Passage shown:
>> begin

The next approach was to analyze data of this type statistically in an attempt to devise a better scoring system (1). The results from such a study proved valuable in answering such questions as 1) the size of sample necessary to obtain significant differences between samples; 2) the significance of small differences in measurements or in scores and 3) the amount of variation that is normal and without significance in comparing varieties.

The following qualifications were considered essential to a workable schedule:

1) The schedule must be easy to use.

2) The schedule must concern itself with objective qualities or characters which can be weighed or measured. It cannot be concerned with flavor and other characters upon which there may be disagreement and which depend upon personal preference.

3) Characters must be avoided which vary with the treatment of the samples themselves such as color of kernels.

4) It must give a score that will separate samples on small differences.

Considering the problem from these angles and scrutinizing the older schedules, a number of ideas came out. First of all, why include the shells? If shells are discarded a number of problems would be solved, such as the cleaning of the nuts and adjustments for shrivelled and empty nuts. Also, why reduce any of the weights or measures to percentages which only add to the complexity of the score? The actual amount of kernels recovered reflects both the size of nuts and the yield of kernels. Plumpness of the kernels is reflected in the total weight of kernels and does not need to be considered separately.

The important elements in a score were considered to be:

1) The crackability of the nuts of the variety. This is measured by the weight of kernels obtained in the first crack.

2) The yield of the variety. This is measured in the total weight of kernels.

3) The marketability of the product. This can be measured by the number of pieces in the sample. In general, the smaller the number and the larger the size of the pieces the better the marketability.

With this general background in mind, many samples were tested and the results published in the 1945 report[1]. In order to secure the data needed the kernels of the individual nuts in the samples were weighed separately.

NOTE: All samples were cracked with the (John W.) Hershey nut cracker.

Some of the conclusions drawn from these tests were as follows:

1) Using kernel weights only gives a rapid and accurate test of differences between varieties.

2) Ten nuts are adequate for a single sample.

>> end

Records:
>> begin

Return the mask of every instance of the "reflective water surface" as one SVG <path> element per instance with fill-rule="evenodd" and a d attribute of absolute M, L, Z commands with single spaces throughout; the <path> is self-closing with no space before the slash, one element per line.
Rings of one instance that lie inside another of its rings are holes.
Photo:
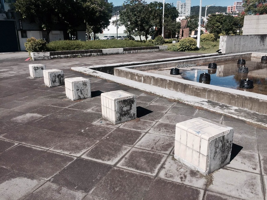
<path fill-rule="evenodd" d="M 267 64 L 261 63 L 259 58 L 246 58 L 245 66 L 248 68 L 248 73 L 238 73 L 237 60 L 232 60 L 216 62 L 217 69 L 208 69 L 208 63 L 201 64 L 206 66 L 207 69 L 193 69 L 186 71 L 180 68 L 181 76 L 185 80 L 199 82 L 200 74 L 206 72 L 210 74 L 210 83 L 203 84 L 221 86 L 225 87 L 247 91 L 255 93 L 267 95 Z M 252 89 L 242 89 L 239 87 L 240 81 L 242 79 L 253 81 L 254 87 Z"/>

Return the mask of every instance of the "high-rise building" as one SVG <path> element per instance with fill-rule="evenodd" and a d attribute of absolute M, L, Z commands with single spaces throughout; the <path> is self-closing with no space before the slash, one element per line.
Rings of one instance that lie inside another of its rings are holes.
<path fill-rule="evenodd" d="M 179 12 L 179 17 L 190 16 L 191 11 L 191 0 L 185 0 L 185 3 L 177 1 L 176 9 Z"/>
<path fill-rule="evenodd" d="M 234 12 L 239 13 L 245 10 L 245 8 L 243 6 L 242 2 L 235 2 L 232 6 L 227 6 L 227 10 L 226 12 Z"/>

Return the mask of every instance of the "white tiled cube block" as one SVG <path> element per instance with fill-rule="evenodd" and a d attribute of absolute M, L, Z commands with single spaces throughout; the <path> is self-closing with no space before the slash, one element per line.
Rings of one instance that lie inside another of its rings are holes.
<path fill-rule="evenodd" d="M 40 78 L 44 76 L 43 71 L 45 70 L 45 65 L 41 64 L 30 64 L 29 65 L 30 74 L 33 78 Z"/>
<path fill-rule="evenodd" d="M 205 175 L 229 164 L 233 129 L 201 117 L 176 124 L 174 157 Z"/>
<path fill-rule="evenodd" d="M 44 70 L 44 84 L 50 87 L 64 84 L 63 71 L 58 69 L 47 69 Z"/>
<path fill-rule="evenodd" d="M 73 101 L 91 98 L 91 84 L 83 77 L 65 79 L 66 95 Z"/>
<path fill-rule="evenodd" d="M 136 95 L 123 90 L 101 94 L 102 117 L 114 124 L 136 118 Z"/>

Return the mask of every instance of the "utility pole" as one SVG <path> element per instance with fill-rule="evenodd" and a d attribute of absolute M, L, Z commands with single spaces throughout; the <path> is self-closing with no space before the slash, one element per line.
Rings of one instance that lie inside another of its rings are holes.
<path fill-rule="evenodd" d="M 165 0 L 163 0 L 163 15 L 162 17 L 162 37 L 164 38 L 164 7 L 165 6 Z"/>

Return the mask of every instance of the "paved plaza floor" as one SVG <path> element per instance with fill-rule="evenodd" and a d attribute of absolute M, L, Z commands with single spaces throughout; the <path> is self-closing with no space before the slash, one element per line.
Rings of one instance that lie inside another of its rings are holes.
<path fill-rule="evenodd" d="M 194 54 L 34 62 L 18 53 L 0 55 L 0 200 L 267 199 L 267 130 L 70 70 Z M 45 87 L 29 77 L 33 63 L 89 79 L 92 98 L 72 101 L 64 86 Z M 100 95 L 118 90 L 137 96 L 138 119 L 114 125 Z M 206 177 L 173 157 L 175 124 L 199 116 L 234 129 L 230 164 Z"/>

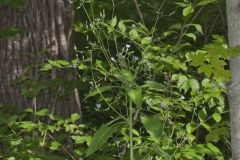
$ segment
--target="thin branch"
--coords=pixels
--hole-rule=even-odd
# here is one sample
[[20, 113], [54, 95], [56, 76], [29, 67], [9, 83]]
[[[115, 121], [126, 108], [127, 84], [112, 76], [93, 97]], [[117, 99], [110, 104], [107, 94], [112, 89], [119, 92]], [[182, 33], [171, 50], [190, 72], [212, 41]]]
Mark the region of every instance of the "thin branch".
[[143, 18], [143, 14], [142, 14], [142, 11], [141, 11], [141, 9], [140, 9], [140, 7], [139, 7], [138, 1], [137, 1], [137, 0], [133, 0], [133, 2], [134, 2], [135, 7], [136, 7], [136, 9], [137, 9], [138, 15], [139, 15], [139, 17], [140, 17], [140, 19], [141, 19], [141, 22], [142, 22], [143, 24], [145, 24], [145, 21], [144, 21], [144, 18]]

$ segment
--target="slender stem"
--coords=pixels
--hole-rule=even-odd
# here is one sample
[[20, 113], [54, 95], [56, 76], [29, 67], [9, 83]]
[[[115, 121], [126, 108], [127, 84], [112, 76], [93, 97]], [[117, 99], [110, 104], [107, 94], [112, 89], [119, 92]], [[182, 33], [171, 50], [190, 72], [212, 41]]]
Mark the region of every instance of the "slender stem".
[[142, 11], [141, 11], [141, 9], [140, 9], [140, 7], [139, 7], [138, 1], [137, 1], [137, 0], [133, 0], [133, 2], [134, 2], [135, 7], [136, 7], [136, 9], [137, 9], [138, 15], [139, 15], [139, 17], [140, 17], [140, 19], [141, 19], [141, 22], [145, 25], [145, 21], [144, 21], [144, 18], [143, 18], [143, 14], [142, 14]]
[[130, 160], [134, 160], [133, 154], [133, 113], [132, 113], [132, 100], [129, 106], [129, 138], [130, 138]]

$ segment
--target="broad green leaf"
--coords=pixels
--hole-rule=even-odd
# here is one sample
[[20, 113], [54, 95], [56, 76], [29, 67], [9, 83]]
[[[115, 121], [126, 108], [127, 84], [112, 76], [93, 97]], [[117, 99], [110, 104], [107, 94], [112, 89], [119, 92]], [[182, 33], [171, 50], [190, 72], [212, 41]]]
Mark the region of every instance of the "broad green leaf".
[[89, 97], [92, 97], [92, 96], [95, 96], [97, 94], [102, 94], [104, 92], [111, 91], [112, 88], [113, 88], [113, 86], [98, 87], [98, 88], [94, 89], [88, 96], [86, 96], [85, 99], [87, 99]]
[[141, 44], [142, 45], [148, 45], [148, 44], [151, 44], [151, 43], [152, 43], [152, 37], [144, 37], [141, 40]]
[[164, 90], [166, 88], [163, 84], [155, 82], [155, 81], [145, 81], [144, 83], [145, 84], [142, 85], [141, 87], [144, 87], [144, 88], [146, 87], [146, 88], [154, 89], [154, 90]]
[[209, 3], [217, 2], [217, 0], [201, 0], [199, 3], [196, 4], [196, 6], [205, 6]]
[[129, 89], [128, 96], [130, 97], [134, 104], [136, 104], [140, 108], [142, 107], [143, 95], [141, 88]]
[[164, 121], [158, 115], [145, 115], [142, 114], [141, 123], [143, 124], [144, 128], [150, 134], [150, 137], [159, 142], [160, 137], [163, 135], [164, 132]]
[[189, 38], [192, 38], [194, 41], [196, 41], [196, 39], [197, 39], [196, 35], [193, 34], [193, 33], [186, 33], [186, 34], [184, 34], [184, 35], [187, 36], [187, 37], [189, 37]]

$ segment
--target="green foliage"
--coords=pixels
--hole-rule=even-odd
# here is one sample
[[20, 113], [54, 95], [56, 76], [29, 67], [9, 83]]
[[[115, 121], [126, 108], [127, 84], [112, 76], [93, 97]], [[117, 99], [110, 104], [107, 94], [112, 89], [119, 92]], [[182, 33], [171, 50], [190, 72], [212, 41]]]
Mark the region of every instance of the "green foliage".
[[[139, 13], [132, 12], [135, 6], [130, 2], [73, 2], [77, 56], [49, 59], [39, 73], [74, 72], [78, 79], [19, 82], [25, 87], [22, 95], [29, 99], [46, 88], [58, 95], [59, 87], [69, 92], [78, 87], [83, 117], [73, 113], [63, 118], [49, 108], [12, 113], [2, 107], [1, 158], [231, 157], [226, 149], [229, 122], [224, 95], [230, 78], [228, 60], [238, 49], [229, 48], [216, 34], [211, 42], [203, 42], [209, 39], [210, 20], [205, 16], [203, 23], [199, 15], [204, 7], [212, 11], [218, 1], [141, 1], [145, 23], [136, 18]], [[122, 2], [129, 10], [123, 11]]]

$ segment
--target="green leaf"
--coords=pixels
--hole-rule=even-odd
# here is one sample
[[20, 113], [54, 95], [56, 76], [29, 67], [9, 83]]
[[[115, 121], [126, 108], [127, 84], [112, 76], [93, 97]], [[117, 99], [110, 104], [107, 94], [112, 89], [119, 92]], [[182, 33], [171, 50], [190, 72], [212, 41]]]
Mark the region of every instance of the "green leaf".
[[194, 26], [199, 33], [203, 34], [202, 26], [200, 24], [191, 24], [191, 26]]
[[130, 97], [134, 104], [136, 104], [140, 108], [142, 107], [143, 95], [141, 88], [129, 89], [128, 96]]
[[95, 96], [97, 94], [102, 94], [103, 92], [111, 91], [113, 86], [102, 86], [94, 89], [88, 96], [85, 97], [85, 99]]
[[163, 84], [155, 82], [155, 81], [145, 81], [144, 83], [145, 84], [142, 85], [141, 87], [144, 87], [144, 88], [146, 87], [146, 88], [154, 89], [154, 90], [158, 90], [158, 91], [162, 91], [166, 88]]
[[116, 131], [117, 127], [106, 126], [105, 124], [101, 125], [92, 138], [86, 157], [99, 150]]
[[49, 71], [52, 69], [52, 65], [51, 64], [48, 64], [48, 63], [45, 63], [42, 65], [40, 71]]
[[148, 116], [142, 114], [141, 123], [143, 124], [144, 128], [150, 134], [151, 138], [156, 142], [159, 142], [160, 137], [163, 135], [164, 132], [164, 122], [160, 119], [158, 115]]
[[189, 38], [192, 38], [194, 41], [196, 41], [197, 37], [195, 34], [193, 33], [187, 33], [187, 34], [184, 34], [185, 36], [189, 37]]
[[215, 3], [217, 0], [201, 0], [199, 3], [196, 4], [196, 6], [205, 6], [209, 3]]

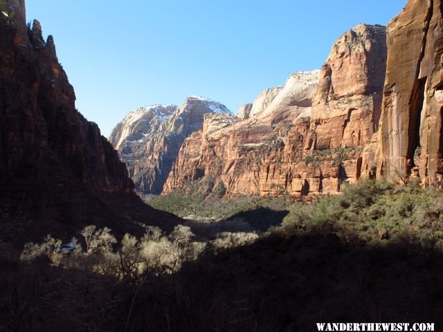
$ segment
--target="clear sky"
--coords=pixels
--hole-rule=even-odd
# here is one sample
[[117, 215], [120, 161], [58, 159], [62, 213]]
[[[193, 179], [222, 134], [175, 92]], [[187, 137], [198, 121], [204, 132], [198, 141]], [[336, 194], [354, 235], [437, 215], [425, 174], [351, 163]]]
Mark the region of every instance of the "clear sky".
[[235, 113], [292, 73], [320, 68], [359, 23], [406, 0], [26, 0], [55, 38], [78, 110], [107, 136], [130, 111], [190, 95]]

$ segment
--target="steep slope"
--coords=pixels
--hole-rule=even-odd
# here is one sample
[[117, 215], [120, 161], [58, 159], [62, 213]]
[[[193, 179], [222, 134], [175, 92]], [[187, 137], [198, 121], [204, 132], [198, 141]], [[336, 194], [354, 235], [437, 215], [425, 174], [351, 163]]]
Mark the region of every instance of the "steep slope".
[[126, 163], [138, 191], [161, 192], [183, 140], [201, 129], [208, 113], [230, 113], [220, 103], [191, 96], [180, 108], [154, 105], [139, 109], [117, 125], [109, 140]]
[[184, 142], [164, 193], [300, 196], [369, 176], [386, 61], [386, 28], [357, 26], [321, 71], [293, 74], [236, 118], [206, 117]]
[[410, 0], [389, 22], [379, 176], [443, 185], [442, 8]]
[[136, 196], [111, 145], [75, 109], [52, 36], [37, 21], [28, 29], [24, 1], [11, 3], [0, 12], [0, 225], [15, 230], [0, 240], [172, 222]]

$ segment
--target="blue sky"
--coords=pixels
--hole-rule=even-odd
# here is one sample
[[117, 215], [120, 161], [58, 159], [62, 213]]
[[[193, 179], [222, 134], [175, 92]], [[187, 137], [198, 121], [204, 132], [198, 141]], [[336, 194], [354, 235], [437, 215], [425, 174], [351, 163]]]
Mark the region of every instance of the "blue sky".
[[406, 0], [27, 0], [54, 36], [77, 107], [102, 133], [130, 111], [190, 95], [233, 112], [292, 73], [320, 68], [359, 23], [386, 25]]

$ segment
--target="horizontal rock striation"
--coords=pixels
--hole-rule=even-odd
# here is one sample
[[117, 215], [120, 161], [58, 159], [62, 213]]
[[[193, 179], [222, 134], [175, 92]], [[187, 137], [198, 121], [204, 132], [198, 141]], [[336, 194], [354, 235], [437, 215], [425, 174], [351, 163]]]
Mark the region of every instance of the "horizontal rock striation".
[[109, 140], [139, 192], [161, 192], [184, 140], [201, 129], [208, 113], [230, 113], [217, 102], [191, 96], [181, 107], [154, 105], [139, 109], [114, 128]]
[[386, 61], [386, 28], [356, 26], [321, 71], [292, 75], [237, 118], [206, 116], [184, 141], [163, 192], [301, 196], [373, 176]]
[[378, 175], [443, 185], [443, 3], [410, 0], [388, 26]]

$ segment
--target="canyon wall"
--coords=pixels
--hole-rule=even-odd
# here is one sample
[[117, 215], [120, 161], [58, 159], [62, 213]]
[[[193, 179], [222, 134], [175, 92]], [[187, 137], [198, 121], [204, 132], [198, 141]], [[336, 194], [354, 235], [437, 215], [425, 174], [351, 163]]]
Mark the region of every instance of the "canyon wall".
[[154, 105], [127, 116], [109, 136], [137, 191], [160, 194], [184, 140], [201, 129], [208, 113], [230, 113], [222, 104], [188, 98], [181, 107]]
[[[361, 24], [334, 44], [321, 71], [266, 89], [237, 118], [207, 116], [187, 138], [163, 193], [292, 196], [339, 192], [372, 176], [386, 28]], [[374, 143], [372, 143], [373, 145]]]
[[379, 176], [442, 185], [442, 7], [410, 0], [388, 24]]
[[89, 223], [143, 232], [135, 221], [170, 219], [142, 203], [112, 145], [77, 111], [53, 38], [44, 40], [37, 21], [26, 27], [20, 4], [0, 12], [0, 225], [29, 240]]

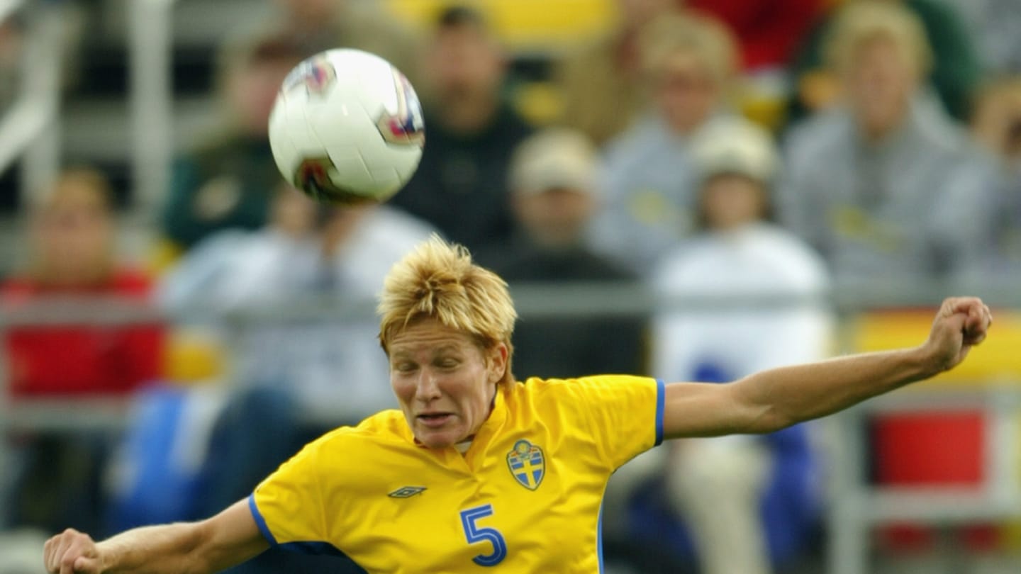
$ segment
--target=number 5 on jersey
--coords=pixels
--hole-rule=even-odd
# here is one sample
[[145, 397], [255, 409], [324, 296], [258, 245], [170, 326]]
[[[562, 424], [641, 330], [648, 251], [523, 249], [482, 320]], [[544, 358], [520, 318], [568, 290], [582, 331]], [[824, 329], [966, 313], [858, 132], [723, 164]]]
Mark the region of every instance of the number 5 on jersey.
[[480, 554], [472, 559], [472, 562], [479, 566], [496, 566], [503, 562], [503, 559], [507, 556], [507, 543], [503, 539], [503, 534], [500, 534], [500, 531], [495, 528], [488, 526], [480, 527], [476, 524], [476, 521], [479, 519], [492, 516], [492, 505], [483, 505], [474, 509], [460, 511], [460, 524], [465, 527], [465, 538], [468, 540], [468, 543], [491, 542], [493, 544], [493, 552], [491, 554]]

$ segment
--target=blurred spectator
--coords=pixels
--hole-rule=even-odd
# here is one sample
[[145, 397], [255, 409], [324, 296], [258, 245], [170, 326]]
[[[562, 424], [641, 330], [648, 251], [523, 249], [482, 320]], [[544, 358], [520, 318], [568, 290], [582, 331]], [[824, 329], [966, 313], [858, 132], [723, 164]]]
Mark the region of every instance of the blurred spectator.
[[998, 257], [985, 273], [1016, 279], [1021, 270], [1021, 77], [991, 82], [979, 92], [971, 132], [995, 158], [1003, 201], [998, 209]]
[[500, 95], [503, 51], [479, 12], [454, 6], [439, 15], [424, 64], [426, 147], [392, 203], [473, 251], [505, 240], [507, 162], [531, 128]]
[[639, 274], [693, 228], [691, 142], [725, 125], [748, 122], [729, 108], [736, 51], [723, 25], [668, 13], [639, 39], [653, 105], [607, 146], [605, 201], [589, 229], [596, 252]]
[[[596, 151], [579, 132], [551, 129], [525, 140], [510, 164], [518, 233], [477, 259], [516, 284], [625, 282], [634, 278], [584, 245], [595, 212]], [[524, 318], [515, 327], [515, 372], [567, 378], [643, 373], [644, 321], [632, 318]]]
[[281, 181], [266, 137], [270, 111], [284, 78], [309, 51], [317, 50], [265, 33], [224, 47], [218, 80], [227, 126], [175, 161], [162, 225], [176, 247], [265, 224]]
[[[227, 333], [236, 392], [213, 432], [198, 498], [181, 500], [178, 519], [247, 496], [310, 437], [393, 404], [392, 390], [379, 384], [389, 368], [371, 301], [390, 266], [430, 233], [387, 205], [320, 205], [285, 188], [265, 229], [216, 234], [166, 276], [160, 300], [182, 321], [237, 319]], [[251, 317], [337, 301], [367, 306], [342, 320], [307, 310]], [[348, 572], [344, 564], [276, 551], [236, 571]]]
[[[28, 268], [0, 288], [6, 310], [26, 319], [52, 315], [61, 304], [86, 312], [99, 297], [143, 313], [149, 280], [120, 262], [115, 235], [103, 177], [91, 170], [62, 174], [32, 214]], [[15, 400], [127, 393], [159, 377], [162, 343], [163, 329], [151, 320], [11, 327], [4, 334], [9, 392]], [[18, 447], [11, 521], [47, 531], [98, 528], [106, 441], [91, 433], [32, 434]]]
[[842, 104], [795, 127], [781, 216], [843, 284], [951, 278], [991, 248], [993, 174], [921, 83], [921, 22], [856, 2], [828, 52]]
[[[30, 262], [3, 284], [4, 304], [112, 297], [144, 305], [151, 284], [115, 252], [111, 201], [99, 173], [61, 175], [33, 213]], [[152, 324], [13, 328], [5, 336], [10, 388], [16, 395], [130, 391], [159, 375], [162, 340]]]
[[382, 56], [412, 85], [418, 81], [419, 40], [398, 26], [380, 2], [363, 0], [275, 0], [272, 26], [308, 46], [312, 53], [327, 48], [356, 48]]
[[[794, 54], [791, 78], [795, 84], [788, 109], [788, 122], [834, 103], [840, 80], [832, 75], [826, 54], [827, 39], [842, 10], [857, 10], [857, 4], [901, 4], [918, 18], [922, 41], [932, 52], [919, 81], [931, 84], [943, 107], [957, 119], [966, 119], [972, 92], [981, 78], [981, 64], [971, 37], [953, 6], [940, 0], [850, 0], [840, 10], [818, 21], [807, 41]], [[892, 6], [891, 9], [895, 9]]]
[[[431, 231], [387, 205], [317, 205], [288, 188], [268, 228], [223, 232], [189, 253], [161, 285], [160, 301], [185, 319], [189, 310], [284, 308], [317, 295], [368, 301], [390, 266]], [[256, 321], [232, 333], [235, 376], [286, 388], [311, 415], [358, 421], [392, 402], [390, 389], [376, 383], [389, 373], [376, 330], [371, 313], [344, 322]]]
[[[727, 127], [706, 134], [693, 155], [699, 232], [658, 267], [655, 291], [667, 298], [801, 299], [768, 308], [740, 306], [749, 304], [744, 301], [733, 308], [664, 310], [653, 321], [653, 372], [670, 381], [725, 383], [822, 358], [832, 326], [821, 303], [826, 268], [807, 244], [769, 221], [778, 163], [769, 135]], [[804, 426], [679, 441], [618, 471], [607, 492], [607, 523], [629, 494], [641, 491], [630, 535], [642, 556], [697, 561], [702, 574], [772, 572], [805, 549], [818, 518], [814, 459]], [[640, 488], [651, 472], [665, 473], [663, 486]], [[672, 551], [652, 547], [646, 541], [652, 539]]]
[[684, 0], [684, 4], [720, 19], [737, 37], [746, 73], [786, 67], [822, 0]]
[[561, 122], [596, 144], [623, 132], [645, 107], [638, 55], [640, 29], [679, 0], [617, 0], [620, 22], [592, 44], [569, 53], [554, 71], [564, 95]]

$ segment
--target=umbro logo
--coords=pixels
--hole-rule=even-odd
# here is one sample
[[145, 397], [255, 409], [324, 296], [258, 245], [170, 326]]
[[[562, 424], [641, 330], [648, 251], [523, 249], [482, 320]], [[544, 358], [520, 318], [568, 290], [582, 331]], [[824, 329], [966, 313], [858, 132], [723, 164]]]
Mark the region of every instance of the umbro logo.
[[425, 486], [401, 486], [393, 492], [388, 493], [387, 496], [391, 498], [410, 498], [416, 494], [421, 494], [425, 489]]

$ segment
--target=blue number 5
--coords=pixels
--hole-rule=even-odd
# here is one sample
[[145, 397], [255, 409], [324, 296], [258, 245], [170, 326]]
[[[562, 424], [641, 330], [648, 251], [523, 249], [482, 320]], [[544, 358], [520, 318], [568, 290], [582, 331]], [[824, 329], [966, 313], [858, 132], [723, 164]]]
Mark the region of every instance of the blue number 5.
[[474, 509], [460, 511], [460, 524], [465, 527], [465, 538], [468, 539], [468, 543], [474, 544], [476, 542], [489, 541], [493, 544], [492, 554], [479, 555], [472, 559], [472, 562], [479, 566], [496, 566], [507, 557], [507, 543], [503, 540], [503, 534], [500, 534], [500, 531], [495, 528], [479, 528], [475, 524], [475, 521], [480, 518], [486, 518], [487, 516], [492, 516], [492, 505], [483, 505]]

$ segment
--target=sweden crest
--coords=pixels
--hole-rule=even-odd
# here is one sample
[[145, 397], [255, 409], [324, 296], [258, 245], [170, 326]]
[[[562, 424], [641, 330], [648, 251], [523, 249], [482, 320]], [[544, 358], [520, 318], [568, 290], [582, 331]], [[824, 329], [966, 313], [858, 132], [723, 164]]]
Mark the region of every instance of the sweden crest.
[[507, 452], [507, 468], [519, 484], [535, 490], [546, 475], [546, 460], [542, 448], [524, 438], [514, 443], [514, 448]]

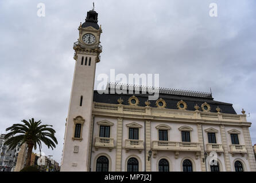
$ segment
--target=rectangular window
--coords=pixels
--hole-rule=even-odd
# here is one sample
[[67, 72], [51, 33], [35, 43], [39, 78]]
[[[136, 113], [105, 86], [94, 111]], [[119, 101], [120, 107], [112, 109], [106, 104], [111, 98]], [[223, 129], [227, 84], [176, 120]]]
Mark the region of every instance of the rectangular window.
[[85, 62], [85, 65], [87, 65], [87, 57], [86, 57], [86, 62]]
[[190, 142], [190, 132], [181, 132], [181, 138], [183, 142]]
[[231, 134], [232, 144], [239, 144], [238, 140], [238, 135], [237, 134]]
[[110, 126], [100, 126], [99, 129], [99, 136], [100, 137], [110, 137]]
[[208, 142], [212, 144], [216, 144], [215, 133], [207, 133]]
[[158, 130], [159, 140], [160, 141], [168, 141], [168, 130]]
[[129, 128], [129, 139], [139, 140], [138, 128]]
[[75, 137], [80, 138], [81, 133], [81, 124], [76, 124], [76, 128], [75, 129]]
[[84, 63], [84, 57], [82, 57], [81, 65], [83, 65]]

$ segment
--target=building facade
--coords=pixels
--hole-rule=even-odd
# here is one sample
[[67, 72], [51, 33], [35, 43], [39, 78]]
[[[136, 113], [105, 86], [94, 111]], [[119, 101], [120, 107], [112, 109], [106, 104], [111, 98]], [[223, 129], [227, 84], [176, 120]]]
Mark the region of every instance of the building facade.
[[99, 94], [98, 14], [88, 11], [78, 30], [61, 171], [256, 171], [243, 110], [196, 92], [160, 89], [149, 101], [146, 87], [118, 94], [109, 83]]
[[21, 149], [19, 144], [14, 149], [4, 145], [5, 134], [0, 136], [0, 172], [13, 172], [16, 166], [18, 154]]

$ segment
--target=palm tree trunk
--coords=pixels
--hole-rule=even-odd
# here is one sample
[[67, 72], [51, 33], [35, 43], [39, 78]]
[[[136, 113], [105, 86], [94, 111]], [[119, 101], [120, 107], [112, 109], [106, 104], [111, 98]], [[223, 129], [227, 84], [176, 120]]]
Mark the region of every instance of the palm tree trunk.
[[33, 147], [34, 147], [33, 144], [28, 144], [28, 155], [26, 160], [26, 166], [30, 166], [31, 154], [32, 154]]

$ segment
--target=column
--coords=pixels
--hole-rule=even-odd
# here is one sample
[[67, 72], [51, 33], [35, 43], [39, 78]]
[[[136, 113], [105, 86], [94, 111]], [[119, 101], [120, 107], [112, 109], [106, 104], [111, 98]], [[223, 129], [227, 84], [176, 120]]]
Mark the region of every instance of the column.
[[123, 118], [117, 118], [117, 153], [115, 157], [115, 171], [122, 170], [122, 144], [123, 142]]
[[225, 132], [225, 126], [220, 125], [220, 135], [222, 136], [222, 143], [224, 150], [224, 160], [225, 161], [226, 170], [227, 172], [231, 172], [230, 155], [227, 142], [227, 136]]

>> end

Directions:
A – According to the passage on scoring nut varieties, what qualifications were considered essential to a workable schedule? List all of them.
B – Carry on the passage on scoring nut varieties from its last sentence.
None of the items is needed for this work.

Expected responses:
A –
1) The schedule must be easy to use.
2) It must concern itself with objective qualities or characters that can be weighed or measured, not with flavor or other characters that depend on personal preference.
3) It must avoid characters that vary with the treatment of the samples, such as color of kernels.
4) It must give a score that will separate samples on small differences.

B –
3) The location of the tree with reference to climate and soil is probably the most important single factor influencing kernel yield. No evidence was obtained, however, to indicate that the varieties ranked significantly different at different locations.

4) If reasonable care is used in cracking the differences due to different operators tend to be non-significant.

The statistical proof that a ten-nut sample is adequate and that differences between operators are not significant are two findings that are important in setting up a schedule.

During the past year further testing has been done, in which scores were computed from ten-nut samples.[A] The samples had preliminary cool, dry storage to assure comparable moisture content. Enough nuts were cracked in each sample to secure ten that were well filled. Empty nuts were recorded. The following data were kept for each sample:

1) The weight of the kernels recovered in first crack in grams.

2) The total weight of the kernels in grams.

3) The number of quarters and number of halves recovered.

Scores were computed as 1) the weight of the first crack in grams plus 2) half of the total weight of the kernels recovered in grams plus 3) the number of quarters divided by four and, 4) the number of halves divided by two. In this score, it was considered that the crackability of the sample was measured by the weight of the first crack; the yield, by the total weight of kernels secured from the sample; the marketability by the number of quarters and halves. From the use of this schedule scores were secured ranging from 83.9 for the variety Thomas grown in Maryland to 37.4 for the variety Huen, which is a small nut giving relatively small kernel yield.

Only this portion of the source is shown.